■ Task instructions ■
Format every line of the listing below as an item in a numbered list, leaving out any blank lines.

[Annotation data for object locations]
......

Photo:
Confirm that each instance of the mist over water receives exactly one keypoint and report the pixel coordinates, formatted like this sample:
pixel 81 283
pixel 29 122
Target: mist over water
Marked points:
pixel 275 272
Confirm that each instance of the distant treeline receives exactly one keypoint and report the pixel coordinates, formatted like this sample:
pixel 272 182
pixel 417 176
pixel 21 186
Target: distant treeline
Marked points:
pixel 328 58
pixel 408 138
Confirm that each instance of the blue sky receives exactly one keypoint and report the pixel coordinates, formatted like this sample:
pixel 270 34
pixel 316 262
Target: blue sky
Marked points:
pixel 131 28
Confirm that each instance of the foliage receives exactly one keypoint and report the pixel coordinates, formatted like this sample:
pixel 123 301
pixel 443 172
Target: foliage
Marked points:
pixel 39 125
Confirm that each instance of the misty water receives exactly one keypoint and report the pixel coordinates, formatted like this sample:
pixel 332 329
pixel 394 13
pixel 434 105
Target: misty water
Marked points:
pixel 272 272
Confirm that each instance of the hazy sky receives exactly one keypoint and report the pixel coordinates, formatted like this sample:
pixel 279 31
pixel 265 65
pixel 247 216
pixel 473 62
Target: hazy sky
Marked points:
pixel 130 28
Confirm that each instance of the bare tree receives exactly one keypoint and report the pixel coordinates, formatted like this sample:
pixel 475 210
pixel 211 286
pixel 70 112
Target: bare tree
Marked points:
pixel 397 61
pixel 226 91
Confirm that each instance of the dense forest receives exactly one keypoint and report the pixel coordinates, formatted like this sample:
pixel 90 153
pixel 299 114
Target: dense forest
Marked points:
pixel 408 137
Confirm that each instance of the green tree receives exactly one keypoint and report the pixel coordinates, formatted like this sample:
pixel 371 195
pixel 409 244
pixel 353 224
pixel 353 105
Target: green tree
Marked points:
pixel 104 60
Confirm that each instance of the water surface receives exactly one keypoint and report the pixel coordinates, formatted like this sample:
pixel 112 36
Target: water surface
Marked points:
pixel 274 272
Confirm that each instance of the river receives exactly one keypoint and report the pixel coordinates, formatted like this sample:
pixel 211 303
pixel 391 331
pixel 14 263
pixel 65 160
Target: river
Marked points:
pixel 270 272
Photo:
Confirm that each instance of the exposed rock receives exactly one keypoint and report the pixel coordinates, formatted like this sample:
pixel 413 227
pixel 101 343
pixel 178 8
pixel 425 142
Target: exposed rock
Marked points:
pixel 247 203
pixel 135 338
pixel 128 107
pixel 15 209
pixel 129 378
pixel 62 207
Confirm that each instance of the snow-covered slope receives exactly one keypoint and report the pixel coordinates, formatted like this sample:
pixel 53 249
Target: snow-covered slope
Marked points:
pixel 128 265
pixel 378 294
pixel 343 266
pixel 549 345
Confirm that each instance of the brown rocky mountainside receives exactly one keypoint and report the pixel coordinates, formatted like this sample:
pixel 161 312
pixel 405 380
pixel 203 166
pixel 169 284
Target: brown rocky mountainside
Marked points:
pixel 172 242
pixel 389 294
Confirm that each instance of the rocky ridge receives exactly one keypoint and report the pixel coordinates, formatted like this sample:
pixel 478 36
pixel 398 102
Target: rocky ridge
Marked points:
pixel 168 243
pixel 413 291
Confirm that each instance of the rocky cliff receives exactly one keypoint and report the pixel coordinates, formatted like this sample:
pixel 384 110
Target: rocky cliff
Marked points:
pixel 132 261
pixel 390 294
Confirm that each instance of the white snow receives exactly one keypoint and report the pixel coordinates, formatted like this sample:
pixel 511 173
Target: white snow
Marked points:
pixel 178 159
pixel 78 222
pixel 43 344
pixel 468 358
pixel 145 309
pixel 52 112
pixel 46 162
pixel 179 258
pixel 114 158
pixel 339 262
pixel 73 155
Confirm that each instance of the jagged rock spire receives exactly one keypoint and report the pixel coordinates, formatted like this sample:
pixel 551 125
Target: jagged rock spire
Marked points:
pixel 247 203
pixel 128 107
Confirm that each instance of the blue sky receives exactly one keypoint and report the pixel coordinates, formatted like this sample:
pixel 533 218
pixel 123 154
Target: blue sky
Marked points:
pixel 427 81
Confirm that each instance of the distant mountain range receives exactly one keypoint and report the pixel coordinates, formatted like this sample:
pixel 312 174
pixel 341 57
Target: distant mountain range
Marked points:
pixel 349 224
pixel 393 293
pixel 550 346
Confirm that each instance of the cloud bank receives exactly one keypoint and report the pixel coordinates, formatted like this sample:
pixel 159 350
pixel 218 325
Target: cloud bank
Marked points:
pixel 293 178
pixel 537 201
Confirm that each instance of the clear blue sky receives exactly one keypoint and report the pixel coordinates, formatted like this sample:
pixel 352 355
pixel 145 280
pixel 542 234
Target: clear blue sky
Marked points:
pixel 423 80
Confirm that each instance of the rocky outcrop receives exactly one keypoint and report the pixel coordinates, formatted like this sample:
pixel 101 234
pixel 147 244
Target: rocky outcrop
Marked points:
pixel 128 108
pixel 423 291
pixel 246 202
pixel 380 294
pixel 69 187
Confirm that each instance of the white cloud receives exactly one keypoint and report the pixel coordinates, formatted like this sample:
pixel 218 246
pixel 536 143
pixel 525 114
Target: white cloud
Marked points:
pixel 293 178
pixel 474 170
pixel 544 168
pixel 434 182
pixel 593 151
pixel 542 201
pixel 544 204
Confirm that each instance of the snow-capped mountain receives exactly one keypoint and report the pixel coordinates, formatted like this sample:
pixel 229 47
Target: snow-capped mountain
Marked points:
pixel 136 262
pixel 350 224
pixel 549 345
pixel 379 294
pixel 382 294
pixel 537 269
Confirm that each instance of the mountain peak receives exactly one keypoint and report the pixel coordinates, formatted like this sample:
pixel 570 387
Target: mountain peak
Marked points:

......

■ Final result ■
1. Photo:
2. Confirm that each instance of the mist over water receives exactly one keypoint and report the pixel coordinates, formatted like this sample:
3. pixel 81 283
4. pixel 29 122
5. Target: mist over water
6. Marked points:
7. pixel 275 272
8. Confirm that each instance of the distant treeline receives exactly one keypoint and report the pixel coordinates, formatted like this sample:
9. pixel 272 182
10. pixel 417 176
11. pixel 21 186
12. Target: distant treeline
13. Marked points:
14. pixel 328 58
15. pixel 408 138
16. Confirm that each instance of the blue sky receives exactly one keypoint and report the pixel coordinates, formatted like this sample:
17. pixel 270 34
18. pixel 316 262
19. Target: blue sky
20. Marked points:
21. pixel 131 28
22. Confirm that each instance of the foliage receives exactly one keypoint and report the pixel coordinates, formatted like this sample:
23. pixel 123 301
24. pixel 443 172
25. Target: foliage
26. Marked points:
27. pixel 39 125
28. Confirm that each instance of the misty water receives exactly one keypoint and report the pixel coordinates, formatted like this sample:
29. pixel 332 329
30. pixel 394 13
31. pixel 434 105
32. Target: misty water
33. Marked points:
34. pixel 272 272
35. Confirm that each instance of the hazy sky receives exactly one keypoint and report the pixel coordinates, formatted like this sample:
36. pixel 279 31
37. pixel 265 65
38. pixel 247 216
39. pixel 473 62
40. Target: hazy sky
41. Marked points:
42. pixel 130 28
43. Confirm that each instance of the bare tree receives exactly one keypoint and report the pixel coordinates, formatted like this sample:
44. pixel 475 210
45. pixel 211 286
46. pixel 70 112
47. Target: bare tree
48. Marked points:
49. pixel 397 61
50. pixel 226 91
51. Confirm that each instance of the dense forest receives exactly one keypoint and report the pixel coordinates, formatted like this sample:
52. pixel 90 153
53. pixel 299 114
54. Target: dense forest
55. Marked points:
56. pixel 408 137
57. Confirm that each instance of the green tree receives exactly one keypoint and report the pixel coordinates, formatted like this sample:
58. pixel 371 195
59. pixel 409 244
60. pixel 353 224
61. pixel 353 105
62. Target: green tree
63. Marked points:
64. pixel 104 60
65. Confirm that each instance of the water surface receives exactly one keypoint and report the pixel coordinates, formatted like this sample:
66. pixel 112 36
67. Target: water surface
68. Marked points:
69. pixel 274 272
70. Confirm that each instance of the river receives exactly one keypoint and report the pixel coordinates, formatted like this sample:
71. pixel 211 303
72. pixel 391 331
73. pixel 14 263
74. pixel 65 160
75. Target: river
76. Marked points:
77. pixel 270 272
78. Photo:
79. Confirm that each instance of the exposed rock receives exactly one keypoint and report the pixel coordinates, formatted like this sample:
80. pixel 413 227
81. pixel 101 343
82. pixel 178 8
83. pixel 425 142
84. Target: exposed rock
85. Marked points:
86. pixel 247 203
87. pixel 135 338
88. pixel 128 107
89. pixel 15 209
90. pixel 129 378
91. pixel 62 207
92. Confirm that each instance of the snow-covered slope receives exactly one keypoint and report the pixel coordinates, formatted like this sample:
93. pixel 53 249
94. Target: snow-covered slope
95. Marked points:
96. pixel 128 265
97. pixel 378 294
98. pixel 343 266
99. pixel 549 345
100. Confirm that each instance of the brown rocky mountainside receives exactly one keypoint and report the pixel coordinates, formatted like this sample:
101. pixel 161 312
102. pixel 405 380
103. pixel 203 166
104. pixel 169 284
105. Target: brown rocky mountainside
106. Marked points:
107. pixel 172 242
108. pixel 389 294
109. Confirm that each instance of the rocky ridge receives exactly one keypoint and report the pixel coordinates, formatted like this sample:
110. pixel 478 36
111. pixel 398 102
112. Target: rocky ridge
113. Marked points:
114. pixel 168 243
115. pixel 413 291
116. Confirm that each instance of the rocky cliff receives exactly one keypoint and report the pixel coordinates, formatted like this sample:
117. pixel 384 110
118. Target: rocky cliff
119. Marked points:
120. pixel 132 261
121. pixel 390 294
122. Confirm that each instance of the white snow receives exactly one keypoint and report the pixel coordinates, formatted like this sample:
123. pixel 511 173
124. Target: white snow
125. Marked points:
126. pixel 178 159
127. pixel 78 222
128. pixel 43 344
129. pixel 468 358
130. pixel 145 309
131. pixel 52 112
132. pixel 46 162
133. pixel 179 258
134. pixel 114 158
135. pixel 339 262
136. pixel 73 155
137. Confirm that each instance of the jagged rock spire receives exactly one keypoint and report the pixel coordinates, formatted like this sample:
138. pixel 551 125
139. Target: jagged rock spire
140. Marked points:
141. pixel 247 203
142. pixel 128 107
143. Confirm that each instance of the blue sky receives exactly one keypoint and report the pixel coordinates, formatted like this sample:
144. pixel 533 218
145. pixel 123 154
146. Target: blue sky
147. Marked points:
148. pixel 427 81
149. Confirm that each instance of the distant mountain range receives exactly one keypoint and report the pixel coordinates, formatted like this sample:
150. pixel 312 174
151. pixel 341 57
152. Target: distant mountain range
153. Marked points:
154. pixel 349 224
155. pixel 393 293
156. pixel 550 346
157. Confirm that each instance of the cloud bank receives exactly one keypoint and report the pixel coordinates, formatted like this sample:
158. pixel 159 350
159. pixel 218 325
160. Target: cloud bank
161. Marked points:
162. pixel 293 178
163. pixel 537 201
164. Confirm that each instance of the clear blue sky receives exactly one keypoint and report the pixel coordinates, formatted like this sample:
165. pixel 352 355
166. pixel 145 280
167. pixel 542 234
168. Target: clear blue sky
169. Marked points:
170. pixel 423 80
171. Confirm that each instance of the rocky outcrop receives exactly one keypoint and report the pixel coordinates, formatted like this sample:
172. pixel 101 234
173. pixel 147 244
174. Target: rocky outcrop
175. Marked points:
176. pixel 128 108
177. pixel 423 291
178. pixel 246 202
179. pixel 380 294
180. pixel 69 187
181. Confirm that each instance of the white cloud receives exactly one keypoint and report the pixel coordinates, formatted like this sample:
182. pixel 218 246
183. pixel 536 143
184. pixel 525 114
185. Target: white cloud
186. Marked points:
187. pixel 293 178
188. pixel 474 170
189. pixel 544 168
190. pixel 434 182
191. pixel 593 151
192. pixel 542 201
193. pixel 544 204
194. Confirm that each instance of the snow-capped mountain receives exactly one keypoint and report the pixel coordinates, formatted like this sample:
195. pixel 229 47
196. Target: snow-capped mountain
197. Marked points:
198. pixel 136 262
199. pixel 350 224
200. pixel 549 345
201. pixel 379 294
202. pixel 382 294
203. pixel 537 269
204. Confirm that each instance of the mountain peak receives exactly one keypoint and report the pixel coordinates, formatted like this sample:
205. pixel 570 387
206. Target: mountain peak
207. Marked points:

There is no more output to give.